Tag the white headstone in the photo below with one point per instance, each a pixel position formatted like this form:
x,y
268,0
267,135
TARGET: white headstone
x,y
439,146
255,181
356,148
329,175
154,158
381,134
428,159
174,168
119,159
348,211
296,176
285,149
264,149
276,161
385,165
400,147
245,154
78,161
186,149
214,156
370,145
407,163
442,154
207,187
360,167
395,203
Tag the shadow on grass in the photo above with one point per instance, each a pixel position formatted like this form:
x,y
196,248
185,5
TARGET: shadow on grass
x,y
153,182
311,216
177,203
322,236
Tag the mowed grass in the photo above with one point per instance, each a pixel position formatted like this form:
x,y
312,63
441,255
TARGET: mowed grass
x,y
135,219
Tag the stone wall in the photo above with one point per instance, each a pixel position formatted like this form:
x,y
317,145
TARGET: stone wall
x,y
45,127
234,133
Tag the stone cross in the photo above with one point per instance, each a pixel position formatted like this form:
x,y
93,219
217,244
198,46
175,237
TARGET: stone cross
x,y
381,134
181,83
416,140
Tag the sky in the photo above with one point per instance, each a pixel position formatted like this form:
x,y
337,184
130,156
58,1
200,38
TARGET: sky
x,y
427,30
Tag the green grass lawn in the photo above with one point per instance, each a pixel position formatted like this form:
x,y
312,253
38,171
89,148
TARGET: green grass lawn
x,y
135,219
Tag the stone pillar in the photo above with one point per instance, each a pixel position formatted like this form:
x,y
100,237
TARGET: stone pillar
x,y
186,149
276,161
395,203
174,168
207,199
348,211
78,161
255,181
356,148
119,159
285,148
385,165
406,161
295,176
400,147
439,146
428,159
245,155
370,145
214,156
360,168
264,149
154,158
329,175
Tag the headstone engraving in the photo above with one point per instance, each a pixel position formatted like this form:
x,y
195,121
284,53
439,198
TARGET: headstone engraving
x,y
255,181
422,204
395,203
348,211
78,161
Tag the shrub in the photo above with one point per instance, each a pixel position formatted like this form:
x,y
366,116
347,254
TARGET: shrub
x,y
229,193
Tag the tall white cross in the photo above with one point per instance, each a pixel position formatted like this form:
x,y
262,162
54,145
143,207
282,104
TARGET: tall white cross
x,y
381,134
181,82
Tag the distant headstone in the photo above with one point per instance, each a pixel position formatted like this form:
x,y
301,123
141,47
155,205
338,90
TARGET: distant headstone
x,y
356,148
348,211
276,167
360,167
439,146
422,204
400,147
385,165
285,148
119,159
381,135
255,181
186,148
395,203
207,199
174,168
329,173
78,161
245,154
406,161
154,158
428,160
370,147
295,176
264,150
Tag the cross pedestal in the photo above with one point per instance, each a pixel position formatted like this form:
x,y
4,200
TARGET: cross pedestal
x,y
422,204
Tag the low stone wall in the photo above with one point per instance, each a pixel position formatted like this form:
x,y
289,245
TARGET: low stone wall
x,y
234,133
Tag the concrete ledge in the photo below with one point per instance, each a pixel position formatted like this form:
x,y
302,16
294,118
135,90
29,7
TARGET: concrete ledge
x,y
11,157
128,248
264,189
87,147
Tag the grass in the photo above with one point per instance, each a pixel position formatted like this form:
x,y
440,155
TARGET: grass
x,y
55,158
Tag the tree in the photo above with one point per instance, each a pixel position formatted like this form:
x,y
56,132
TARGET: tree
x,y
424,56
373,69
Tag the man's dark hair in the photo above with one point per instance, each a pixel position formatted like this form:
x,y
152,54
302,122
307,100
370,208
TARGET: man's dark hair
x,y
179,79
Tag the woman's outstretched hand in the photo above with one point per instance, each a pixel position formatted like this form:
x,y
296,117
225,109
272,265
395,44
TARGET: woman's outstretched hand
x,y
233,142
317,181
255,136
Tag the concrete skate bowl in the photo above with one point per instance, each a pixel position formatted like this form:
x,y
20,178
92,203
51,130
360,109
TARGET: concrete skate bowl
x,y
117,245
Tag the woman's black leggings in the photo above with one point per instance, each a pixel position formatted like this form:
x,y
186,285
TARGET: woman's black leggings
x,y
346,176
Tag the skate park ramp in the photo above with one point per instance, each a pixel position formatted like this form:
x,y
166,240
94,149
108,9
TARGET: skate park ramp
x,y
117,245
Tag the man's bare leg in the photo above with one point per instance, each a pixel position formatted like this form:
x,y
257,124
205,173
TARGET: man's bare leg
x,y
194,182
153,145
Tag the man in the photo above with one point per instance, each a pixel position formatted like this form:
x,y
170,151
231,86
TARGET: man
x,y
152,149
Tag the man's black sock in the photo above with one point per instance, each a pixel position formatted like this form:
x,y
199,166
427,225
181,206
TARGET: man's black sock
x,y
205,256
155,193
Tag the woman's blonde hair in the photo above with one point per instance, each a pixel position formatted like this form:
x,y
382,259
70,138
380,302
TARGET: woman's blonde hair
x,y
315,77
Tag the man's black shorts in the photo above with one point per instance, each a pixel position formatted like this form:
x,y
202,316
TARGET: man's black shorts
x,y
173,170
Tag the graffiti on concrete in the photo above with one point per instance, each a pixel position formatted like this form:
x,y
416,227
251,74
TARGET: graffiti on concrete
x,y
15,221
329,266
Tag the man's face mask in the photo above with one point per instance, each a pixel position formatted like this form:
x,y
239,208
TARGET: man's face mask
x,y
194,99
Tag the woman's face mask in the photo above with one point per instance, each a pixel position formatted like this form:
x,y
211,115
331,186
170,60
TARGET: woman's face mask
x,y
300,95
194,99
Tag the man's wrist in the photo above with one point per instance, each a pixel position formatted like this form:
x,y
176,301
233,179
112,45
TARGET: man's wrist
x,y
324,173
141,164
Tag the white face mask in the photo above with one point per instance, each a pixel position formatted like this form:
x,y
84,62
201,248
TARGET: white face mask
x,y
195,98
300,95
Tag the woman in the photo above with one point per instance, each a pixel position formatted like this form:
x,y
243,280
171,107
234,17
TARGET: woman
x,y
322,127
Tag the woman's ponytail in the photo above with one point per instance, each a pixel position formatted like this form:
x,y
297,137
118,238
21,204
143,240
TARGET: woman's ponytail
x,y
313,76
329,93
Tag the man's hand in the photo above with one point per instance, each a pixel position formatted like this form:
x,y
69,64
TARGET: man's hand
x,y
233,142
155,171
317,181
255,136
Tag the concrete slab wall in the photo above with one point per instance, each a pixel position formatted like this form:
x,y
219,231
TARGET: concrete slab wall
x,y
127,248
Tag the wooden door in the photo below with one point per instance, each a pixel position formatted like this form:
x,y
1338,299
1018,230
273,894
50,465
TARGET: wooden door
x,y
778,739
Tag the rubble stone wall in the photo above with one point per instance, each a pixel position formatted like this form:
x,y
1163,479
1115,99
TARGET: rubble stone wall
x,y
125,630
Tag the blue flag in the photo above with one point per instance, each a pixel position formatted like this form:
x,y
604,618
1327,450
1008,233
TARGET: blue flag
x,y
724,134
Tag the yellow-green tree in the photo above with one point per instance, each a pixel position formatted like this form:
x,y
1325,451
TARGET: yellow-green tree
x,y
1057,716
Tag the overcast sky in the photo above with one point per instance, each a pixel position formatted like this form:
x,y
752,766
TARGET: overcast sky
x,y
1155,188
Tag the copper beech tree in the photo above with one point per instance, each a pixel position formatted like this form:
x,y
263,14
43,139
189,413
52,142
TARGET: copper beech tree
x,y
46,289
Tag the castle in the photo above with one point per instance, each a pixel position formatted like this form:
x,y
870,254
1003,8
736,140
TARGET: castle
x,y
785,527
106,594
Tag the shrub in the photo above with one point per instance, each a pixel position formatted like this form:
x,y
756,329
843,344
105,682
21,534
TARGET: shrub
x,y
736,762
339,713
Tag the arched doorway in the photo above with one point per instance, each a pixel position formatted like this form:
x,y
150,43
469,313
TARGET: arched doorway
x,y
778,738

□ □ □ □

WORK INSTRUCTIONS: In full, transcribe each entry of the material exactly.

RESPONSE TO THIS TASK:
Tag the white headstone in the photo below with one point per instance, each a pixel position formatted like this form:
x,y
268,0
267,135
TARGET: white headstone
x,y
439,146
255,181
356,148
329,175
154,158
381,134
428,159
174,168
119,159
348,211
296,176
285,149
264,149
276,161
385,165
400,147
245,154
78,161
186,149
214,156
370,145
407,163
442,154
207,187
360,167
395,203
Tag the shadow on grass in the photo above with one point per instance, each a pixel position formatted like this form:
x,y
196,248
185,5
TARGET: shadow on grass
x,y
153,182
311,216
177,203
322,236
Tag the mowed grass in the photo above with one point per instance, each a pixel position formatted like this form:
x,y
312,63
441,255
TARGET: mowed grass
x,y
135,219
Tag the stone wall in the photo above with one point per instance, each a pixel position formatted like this form:
x,y
317,145
TARGET: stone wall
x,y
45,127
234,133
Tag the stone cross in the photo above with one point per instance, each a pixel position formatted like this form:
x,y
93,219
217,244
198,46
175,237
TARGET: stone cross
x,y
381,134
181,83
416,140
Tag the sky in the photo above with one point per instance, each a pixel position formatted like this form:
x,y
337,184
130,156
58,1
200,38
TARGET: sky
x,y
427,30
Tag the green grass lawn in the photo above with one point per instance, each a pixel position formatted like this form:
x,y
312,253
38,171
89,148
TARGET: green grass lawn
x,y
135,219
Tag the stone pillar in the photo above with one point per instance, each a pixel position formatted like this form:
x,y
100,237
TARGET: stone pillar
x,y
186,149
276,161
395,203
174,168
207,199
348,211
78,161
255,181
356,148
119,159
285,148
385,165
406,161
295,176
400,147
439,146
428,159
245,155
370,145
214,156
360,168
264,149
154,158
329,175
Tag the headstone engraving in the photo above with one point per instance, each a pixel position formatted like this form:
x,y
195,121
284,53
439,198
TARGET: headstone engraving
x,y
255,181
422,204
395,203
348,211
78,161
Tag the shrub in the photo above with one point per instance, each a pixel position formatted like this form:
x,y
366,116
347,254
TARGET: shrub
x,y
229,193
Tag the tall white cross in the photo above with one point per instance, each a pixel position formatted like this form:
x,y
262,162
54,145
143,207
282,104
TARGET: tall white cross
x,y
381,134
181,82
Tag the distant headstone in the photo above with one point per instance, each a pixel position formatted like this form:
x,y
301,123
141,47
155,205
338,90
TARGET: distant headstone
x,y
356,148
348,211
276,167
360,167
439,146
422,204
400,147
385,165
285,148
119,159
381,135
255,181
186,148
395,203
207,199
174,168
329,173
78,161
245,154
406,161
154,158
428,160
370,147
295,176
264,150
Tag the cross pedestal in the photo above with one point per instance, each a pixel position formatted like this form:
x,y
4,200
TARGET: cross pedestal
x,y
422,204
Tag the low stone wall in the photo above with one point per instance, each a pixel position formatted like this form:
x,y
289,245
TARGET: low stone wall
x,y
234,133
Tag the concrete ledge in the photo below with one point per instance, each a pixel position formatted like this form:
x,y
302,16
294,118
135,90
29,7
TARGET: concrete ledge
x,y
11,157
128,248
264,189
87,147
Tag the grass in the photo above with one point per instance, each a pixel position formatted like this form:
x,y
440,155
TARGET: grass
x,y
55,158
Tag the tree in the photo above with one point per instance, each a pixel position formatted like this form:
x,y
56,132
TARGET: tree
x,y
424,56
373,69
Tag the man's dark hair in the photo above with one point per instance, each a pixel position formatted like this form:
x,y
152,54
302,122
307,100
370,208
TARGET: man's dark hair
x,y
179,79
Tag the woman's outstretched hand in the photo above with one point per instance, each a pixel position formatted like this form:
x,y
296,117
225,109
272,265
395,44
TARGET: woman's outstretched hand
x,y
233,142
317,181
255,136
Tag the concrete skate bowl in the photo above with one point per instance, each a pixel position formatted like this form:
x,y
20,178
92,203
51,130
360,109
TARGET: concrete skate bowl
x,y
117,245
Tag the woman's black leggings in the photo above with one point per instance, each a pixel position formatted like this form:
x,y
186,285
TARGET: woman's black leggings
x,y
346,176
Tag the skate park ramp in the photo above with one point per instance, each a pixel position formatted like this form:
x,y
166,240
94,149
108,9
TARGET: skate park ramp
x,y
117,245
Tag the man's bare leg in the photo above with one point per instance, each a pixel position formatted like this form:
x,y
257,124
205,173
TARGET: man's bare leg
x,y
194,182
153,145
Tag the man in the photo above with one point per instance, each a pixel position formatted like this form:
x,y
170,151
231,86
TARGET: man
x,y
152,149
Tag the man's black sock in the photo above with one point per instance, each a pixel position formatted like this form:
x,y
199,166
427,225
181,206
TARGET: man's black sock
x,y
205,256
155,193
Tag the woman's blonde hair in the photo above with one point per instance, each a pixel position formatted like this form:
x,y
382,259
70,138
380,302
TARGET: woman's blonde hair
x,y
315,77
Tag the man's black shorts in the photo above with one point per instance, each a pixel position formatted like this form:
x,y
202,316
TARGET: man's black shorts
x,y
173,170
Tag the graffiti on concrete in the photo above with one point per instance, each a pixel position formatted like this form:
x,y
416,227
251,74
TARGET: graffiti on concrete
x,y
15,221
329,266
Tag the man's face mask in the photo above with one point per instance, each a pixel position formatted like this form:
x,y
239,208
TARGET: man's face mask
x,y
194,99
Tag the woman's face mask in the photo above with one point per instance, each a pixel position formatted like this form:
x,y
211,115
331,186
170,60
TARGET: woman's face mask
x,y
300,95
194,99
Tag the man's wrist in the photo above with one point per instance, each a pixel position formatted like this form:
x,y
176,301
233,179
112,45
TARGET: man's wrist
x,y
324,173
141,164
Tag the white face mask in the photo above with one point per instance, each a pixel position formatted like this form:
x,y
84,62
201,248
TARGET: white face mask
x,y
195,98
300,95
Tag the woman in the photo above with one point per instance, each a pixel position formatted like this form:
x,y
243,280
171,107
234,17
TARGET: woman
x,y
322,127
Tag the woman's ponytail in the photo above with one point per instance, each a pixel position formatted like this form:
x,y
297,137
118,238
21,204
143,240
TARGET: woman's ponytail
x,y
313,76
329,93
Tag the man's hand in the photo above with one point per instance, each a pixel position formatted like this form:
x,y
69,64
TARGET: man's hand
x,y
233,142
155,171
317,181
255,136
Tag the concrete slab wall in the photo above with one point per instance, each a pixel position formatted like this form:
x,y
219,231
TARGET: concrete slab wall
x,y
127,248
Tag the wooden door in the photo below with one point per instance, each a pixel position formatted like this form:
x,y
1338,299
1018,230
273,894
50,465
TARGET: wooden door
x,y
778,739
Tag the rubble stone wall in the photo above with one point per instance, each a pixel position formatted like this form:
x,y
1163,479
1115,99
TARGET: rubble stone wall
x,y
125,630
Tag the blue flag in the photo above with one point per instance, each a pixel position formatted like this form:
x,y
604,618
1327,450
1008,233
TARGET: blue flag
x,y
724,134
Tag the yellow-green tree in the photo above with one point per instance, each a pixel position formatted like this form:
x,y
1325,451
TARGET: yellow-green tree
x,y
1057,716
Tag the overcast sky in the photo above with one point per instance, each a pixel position formatted like this form:
x,y
752,766
TARGET: overcast sky
x,y
1155,188
Tag the copper beech tree in the photo above with one point per instance, each a pixel position formatted like this form:
x,y
263,14
43,139
189,413
52,142
TARGET: copper beech tree
x,y
46,289
Tag the castle in the photo above with one point per instance, each a pixel position formatted like this form:
x,y
870,254
1003,8
736,140
TARGET: castle
x,y
785,527
106,594
Tag the shrub in the photo above with one point per instance, each a pixel position formatted like this form:
x,y
756,329
843,344
105,682
21,534
TARGET: shrub
x,y
736,762
339,713
Tag the arched doorway in the photo above with one point per instance, each a pixel position formatted like this form:
x,y
150,43
469,313
TARGET: arched doorway
x,y
778,738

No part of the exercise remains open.